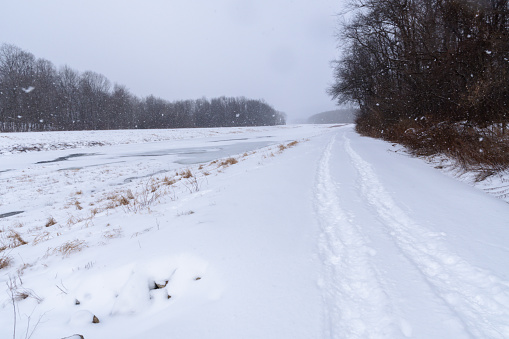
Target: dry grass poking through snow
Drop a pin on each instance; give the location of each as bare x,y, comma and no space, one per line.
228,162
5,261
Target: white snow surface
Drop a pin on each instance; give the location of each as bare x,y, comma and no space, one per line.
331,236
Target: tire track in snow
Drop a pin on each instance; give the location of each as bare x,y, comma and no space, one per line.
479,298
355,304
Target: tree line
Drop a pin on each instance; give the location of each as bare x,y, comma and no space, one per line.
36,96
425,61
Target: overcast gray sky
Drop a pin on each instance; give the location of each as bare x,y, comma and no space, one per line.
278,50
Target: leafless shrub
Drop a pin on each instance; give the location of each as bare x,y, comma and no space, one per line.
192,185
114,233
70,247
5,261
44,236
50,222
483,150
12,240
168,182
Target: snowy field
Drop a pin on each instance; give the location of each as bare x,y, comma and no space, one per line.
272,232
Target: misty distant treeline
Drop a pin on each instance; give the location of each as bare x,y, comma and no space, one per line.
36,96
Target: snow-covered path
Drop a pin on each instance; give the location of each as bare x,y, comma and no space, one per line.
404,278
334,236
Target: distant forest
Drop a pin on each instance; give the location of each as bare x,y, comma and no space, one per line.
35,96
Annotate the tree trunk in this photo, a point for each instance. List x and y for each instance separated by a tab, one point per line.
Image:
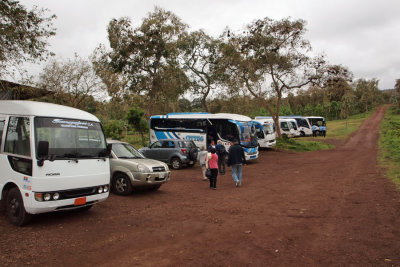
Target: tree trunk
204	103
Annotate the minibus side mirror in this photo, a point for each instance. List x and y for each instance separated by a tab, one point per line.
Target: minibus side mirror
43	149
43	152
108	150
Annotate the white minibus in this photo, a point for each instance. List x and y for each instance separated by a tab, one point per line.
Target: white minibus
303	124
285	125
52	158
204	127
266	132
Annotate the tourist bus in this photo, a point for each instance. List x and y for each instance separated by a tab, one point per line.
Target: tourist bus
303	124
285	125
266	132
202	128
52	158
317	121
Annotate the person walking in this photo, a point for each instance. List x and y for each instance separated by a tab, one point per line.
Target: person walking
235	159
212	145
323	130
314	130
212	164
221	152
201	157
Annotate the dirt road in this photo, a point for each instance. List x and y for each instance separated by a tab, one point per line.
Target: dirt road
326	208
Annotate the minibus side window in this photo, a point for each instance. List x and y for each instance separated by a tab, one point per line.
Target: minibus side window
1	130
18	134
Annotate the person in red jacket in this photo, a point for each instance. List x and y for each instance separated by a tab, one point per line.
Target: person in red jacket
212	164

---

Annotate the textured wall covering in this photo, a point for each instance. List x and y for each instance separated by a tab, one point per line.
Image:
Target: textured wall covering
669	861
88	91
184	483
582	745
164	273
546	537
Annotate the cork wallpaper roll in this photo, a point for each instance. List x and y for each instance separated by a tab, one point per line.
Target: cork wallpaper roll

→ **Task requirements**: Pull every line that holds the string "distant" out of the records.

→ **Task output**:
Target: misty distant treeline
Target: distant forest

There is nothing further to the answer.